TEXT EXCERPT —
N.D. native returns after 19 years in Scotland

Dennis Gumke called Scotland home for close to two decades, but he never forgot where his heart was.

Gumke, who grew up in Tower City, just outside of Fargo, always knew he didn’t want to be a farmer, but beyond that wasn’t sure what to do with his life. He did have the travel bug, however, and figured that would probably have something to do with his future.

“I figured out quite early on that I wasn’t really cut out for farming. At that point in my life, as well, I also realized that it seemed like the younger generation was actually moving away (from North Dakota). I didn’t necessarily want that, but at the time I wasn’t really sure of what I wanted to do in the future. I had an idea that I wanted to travel and probably work in some kind of travel environment, but not exactly where.”

He tried the Army for two years, but found military life was not to his liking. After his discharge, Gumke earned a business management diploma at Interstate Business College in Fargo in the mid-1980s.

EXERCISE TASK — Condense the article's paragraph that begins "He tried the Army" into a short bulleted list, keeping its main facts. The data that comes next has nothing to do with the article above.

EXTRACTED RECORDS —
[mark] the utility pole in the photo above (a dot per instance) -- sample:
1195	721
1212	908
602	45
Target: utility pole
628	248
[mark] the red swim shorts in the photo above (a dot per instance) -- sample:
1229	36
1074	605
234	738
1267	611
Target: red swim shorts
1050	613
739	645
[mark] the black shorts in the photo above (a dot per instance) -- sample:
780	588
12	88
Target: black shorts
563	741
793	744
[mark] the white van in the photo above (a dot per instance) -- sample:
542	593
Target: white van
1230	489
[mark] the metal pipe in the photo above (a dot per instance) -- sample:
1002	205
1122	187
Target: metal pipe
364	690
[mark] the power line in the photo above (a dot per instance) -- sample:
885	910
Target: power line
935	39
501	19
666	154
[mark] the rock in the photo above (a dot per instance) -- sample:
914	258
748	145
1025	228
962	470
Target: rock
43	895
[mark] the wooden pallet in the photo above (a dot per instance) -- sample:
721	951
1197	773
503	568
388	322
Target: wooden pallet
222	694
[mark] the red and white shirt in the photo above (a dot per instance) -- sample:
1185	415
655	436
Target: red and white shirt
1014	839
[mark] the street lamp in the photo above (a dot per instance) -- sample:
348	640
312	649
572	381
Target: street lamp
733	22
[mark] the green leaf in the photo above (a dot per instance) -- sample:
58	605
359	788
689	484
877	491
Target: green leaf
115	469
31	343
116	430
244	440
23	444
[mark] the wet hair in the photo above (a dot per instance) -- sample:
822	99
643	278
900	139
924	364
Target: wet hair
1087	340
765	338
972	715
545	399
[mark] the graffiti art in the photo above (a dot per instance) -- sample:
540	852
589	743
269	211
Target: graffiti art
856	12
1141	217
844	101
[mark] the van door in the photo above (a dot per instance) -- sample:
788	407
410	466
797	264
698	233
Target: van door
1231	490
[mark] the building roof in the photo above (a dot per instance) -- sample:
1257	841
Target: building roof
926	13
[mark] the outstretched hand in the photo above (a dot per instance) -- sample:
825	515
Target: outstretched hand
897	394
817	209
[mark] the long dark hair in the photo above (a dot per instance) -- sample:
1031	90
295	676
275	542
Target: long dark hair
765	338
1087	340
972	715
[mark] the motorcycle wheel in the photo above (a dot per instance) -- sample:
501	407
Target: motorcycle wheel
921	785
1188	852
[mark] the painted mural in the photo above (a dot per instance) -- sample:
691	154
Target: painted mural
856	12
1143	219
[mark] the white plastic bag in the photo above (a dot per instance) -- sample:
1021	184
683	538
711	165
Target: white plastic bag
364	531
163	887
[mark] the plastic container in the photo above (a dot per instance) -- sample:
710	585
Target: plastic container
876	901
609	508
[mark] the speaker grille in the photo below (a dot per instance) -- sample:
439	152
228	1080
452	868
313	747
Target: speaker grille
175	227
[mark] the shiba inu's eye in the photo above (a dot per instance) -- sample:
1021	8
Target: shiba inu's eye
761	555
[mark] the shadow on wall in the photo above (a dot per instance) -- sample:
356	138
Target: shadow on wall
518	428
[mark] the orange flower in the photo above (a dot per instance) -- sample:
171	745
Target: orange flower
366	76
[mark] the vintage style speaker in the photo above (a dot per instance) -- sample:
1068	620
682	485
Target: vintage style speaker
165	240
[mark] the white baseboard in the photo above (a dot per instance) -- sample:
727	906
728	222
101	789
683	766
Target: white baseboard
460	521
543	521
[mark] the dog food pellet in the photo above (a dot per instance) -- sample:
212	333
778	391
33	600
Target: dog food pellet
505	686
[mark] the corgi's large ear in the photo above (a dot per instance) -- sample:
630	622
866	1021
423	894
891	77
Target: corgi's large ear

WRITTEN ANSWER —
- Gumke spent two years in the Army but did not like military life.
- After his discharge, he earned a business management diploma at Interstate Business College in Fargo in the mid-1980s.